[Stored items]
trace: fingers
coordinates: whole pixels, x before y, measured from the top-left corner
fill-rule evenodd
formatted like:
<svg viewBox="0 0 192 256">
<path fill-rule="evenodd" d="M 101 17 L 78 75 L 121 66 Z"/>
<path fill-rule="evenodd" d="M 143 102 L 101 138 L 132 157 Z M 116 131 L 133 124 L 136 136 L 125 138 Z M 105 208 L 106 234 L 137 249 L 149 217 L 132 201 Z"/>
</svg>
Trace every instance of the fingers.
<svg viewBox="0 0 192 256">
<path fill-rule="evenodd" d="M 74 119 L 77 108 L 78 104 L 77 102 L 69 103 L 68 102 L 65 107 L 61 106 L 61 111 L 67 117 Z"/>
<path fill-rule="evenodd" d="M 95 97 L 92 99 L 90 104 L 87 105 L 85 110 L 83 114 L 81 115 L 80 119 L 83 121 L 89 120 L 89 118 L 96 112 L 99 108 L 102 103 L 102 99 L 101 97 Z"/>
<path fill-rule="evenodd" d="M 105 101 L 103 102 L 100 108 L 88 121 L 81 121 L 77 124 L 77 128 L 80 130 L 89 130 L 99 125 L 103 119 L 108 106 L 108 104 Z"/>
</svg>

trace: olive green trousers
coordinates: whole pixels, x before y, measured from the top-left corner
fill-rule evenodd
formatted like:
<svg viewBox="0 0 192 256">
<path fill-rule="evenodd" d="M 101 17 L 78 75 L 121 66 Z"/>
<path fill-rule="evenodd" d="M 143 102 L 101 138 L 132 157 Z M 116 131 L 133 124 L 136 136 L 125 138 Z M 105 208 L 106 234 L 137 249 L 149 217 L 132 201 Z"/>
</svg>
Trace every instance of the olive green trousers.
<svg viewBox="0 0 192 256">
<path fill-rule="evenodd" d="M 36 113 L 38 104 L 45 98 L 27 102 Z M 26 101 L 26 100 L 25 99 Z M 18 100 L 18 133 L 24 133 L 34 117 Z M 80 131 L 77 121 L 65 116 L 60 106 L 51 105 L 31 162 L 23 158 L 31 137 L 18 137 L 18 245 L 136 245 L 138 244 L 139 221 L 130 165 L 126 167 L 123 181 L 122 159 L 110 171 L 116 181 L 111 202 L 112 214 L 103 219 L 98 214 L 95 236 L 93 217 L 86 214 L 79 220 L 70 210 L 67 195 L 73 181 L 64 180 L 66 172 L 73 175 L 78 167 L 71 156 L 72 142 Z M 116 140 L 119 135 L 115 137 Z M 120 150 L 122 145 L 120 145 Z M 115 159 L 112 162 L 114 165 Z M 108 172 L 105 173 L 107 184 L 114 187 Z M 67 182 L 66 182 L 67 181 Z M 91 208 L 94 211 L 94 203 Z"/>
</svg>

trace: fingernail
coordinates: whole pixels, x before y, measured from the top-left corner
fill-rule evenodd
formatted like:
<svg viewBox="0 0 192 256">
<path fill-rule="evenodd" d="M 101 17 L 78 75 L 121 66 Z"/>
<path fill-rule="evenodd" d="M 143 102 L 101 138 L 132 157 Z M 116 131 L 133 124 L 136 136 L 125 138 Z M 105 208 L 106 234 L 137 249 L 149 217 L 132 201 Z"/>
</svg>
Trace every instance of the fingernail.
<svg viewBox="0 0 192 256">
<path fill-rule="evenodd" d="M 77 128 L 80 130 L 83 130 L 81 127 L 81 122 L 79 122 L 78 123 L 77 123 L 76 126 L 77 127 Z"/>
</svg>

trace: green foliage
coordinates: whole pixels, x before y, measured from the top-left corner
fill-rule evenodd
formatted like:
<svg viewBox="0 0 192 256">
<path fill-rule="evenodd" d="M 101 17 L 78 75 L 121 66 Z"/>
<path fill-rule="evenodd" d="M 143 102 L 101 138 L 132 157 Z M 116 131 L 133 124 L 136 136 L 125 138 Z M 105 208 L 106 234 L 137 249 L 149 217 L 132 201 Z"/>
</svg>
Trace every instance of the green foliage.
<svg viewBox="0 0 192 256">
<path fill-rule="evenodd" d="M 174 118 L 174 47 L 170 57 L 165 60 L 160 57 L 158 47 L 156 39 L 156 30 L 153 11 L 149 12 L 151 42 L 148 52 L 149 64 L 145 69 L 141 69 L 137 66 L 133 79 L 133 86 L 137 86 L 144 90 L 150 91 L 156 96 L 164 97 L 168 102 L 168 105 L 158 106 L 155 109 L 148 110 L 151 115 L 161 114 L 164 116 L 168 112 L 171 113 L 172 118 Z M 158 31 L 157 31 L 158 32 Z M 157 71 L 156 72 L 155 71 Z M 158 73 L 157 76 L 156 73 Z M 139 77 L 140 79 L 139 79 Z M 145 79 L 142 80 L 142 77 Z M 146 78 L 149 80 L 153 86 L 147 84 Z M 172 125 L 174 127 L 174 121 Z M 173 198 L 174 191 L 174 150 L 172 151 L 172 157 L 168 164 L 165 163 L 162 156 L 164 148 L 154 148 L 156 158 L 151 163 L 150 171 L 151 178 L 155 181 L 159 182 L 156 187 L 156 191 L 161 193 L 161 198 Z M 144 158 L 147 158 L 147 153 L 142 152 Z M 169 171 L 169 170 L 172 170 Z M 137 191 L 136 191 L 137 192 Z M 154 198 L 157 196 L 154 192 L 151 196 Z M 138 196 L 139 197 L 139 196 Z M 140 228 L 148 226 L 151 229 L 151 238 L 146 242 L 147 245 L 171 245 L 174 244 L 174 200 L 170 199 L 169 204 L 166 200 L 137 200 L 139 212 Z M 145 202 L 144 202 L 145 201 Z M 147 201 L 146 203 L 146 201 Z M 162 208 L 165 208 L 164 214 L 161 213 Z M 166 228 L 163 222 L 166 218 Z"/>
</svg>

Task objective =
Rewrite the records above, substituting "integer pixels" for every occurrence of "whole pixels" and leaving all other text as it is.

Response for this exercise =
trace: fingers
coordinates: integer pixels, x before y, measured from the top-left corner
fill-rule evenodd
formatted like:
<svg viewBox="0 0 192 256">
<path fill-rule="evenodd" d="M 101 17 L 78 75 L 121 66 Z"/>
<path fill-rule="evenodd" d="M 143 102 L 101 138 L 132 157 Z M 116 131 L 133 124 L 136 136 L 125 138 Z M 105 208 L 106 234 L 137 249 L 149 217 L 132 201 Z"/>
</svg>
Trace every instance of the fingers.
<svg viewBox="0 0 192 256">
<path fill-rule="evenodd" d="M 74 119 L 77 108 L 78 104 L 77 102 L 69 103 L 68 102 L 65 107 L 61 106 L 61 111 L 67 117 Z"/>
<path fill-rule="evenodd" d="M 95 97 L 92 99 L 90 104 L 87 105 L 85 110 L 83 114 L 81 115 L 80 119 L 83 121 L 89 120 L 89 118 L 96 112 L 99 108 L 102 103 L 102 99 L 101 97 Z"/>
<path fill-rule="evenodd" d="M 105 101 L 103 102 L 100 108 L 88 121 L 81 121 L 77 124 L 77 128 L 80 130 L 89 130 L 99 125 L 103 119 L 108 106 L 108 104 Z"/>
</svg>

trace: olive green trousers
coordinates: integer pixels, x before y, measured from the top-left corner
fill-rule evenodd
formatted like:
<svg viewBox="0 0 192 256">
<path fill-rule="evenodd" d="M 101 17 L 78 75 L 121 66 Z"/>
<path fill-rule="evenodd" d="M 143 102 L 101 138 L 132 157 Z M 116 131 L 133 124 L 136 136 L 125 138 Z M 105 208 L 106 234 L 137 249 L 149 217 L 132 201 Z"/>
</svg>
Trace every instance of the olive green trousers.
<svg viewBox="0 0 192 256">
<path fill-rule="evenodd" d="M 36 113 L 38 104 L 45 98 L 27 102 Z M 26 101 L 26 100 L 25 99 Z M 18 100 L 18 133 L 24 133 L 34 117 Z M 80 131 L 77 121 L 65 116 L 60 106 L 51 105 L 31 162 L 23 158 L 31 137 L 18 137 L 18 245 L 136 245 L 138 244 L 139 221 L 130 165 L 126 167 L 123 181 L 122 159 L 110 171 L 116 181 L 111 202 L 112 214 L 103 219 L 98 214 L 95 236 L 93 217 L 86 214 L 79 220 L 70 210 L 67 195 L 73 181 L 64 180 L 66 172 L 73 175 L 78 167 L 71 156 L 72 142 Z M 116 140 L 119 135 L 115 137 Z M 120 150 L 122 145 L 120 145 Z M 115 159 L 112 162 L 114 165 Z M 108 172 L 105 173 L 107 184 L 114 187 Z M 67 182 L 66 182 L 67 181 Z M 91 208 L 94 211 L 94 203 Z"/>
</svg>

trace: fingernail
coordinates: integer pixels, x before y, measured from the top-left corner
fill-rule evenodd
formatted like:
<svg viewBox="0 0 192 256">
<path fill-rule="evenodd" d="M 101 17 L 78 75 L 121 66 Z"/>
<path fill-rule="evenodd" d="M 143 102 L 101 138 L 132 157 Z M 116 131 L 133 124 L 136 136 L 125 138 Z M 105 208 L 106 234 L 137 249 L 149 217 L 132 201 Z"/>
</svg>
Trace every instance of the fingernail.
<svg viewBox="0 0 192 256">
<path fill-rule="evenodd" d="M 77 128 L 80 130 L 83 130 L 81 127 L 81 122 L 79 122 L 78 123 L 77 123 L 76 126 L 77 127 Z"/>
</svg>

trace: green foliage
coordinates: integer pixels, x before y, measured from the top-left corner
fill-rule evenodd
formatted like:
<svg viewBox="0 0 192 256">
<path fill-rule="evenodd" d="M 101 17 L 78 75 L 121 66 Z"/>
<path fill-rule="evenodd" d="M 143 102 L 101 138 L 132 157 Z M 116 131 L 133 124 L 136 136 L 125 138 Z M 105 208 L 106 234 L 137 249 L 149 217 L 132 201 Z"/>
</svg>
Trace every instance of the green foliage.
<svg viewBox="0 0 192 256">
<path fill-rule="evenodd" d="M 174 118 L 174 47 L 170 57 L 165 60 L 160 57 L 158 47 L 156 39 L 156 30 L 153 11 L 149 12 L 151 42 L 148 52 L 149 64 L 145 69 L 141 69 L 137 66 L 133 79 L 133 86 L 137 86 L 144 90 L 150 91 L 156 96 L 164 97 L 168 102 L 168 105 L 158 106 L 155 109 L 148 110 L 151 115 L 161 114 L 164 116 L 168 112 L 171 113 L 172 118 Z M 158 31 L 157 31 L 158 32 Z M 157 71 L 156 72 L 155 71 Z M 158 73 L 157 76 L 156 73 Z M 139 77 L 140 79 L 139 79 Z M 145 79 L 142 80 L 142 77 Z M 146 78 L 149 80 L 153 86 L 147 84 Z M 172 125 L 174 127 L 174 121 Z M 173 198 L 174 191 L 174 150 L 172 151 L 172 157 L 168 164 L 165 163 L 162 156 L 164 148 L 154 148 L 156 158 L 151 163 L 150 171 L 151 178 L 155 181 L 159 182 L 156 187 L 156 191 L 161 193 L 161 198 Z M 144 158 L 147 158 L 147 153 L 142 152 Z M 169 171 L 169 170 L 172 170 Z M 137 191 L 136 191 L 137 192 Z M 154 198 L 157 196 L 154 192 L 151 196 Z M 138 196 L 139 197 L 139 196 Z M 140 228 L 148 226 L 151 229 L 151 238 L 146 242 L 147 245 L 171 245 L 174 244 L 174 200 L 170 199 L 169 204 L 166 200 L 137 200 L 139 212 Z M 145 202 L 144 202 L 145 201 Z M 147 201 L 146 203 L 146 201 Z M 162 208 L 165 208 L 164 214 L 161 213 Z M 166 228 L 163 222 L 166 218 Z"/>
</svg>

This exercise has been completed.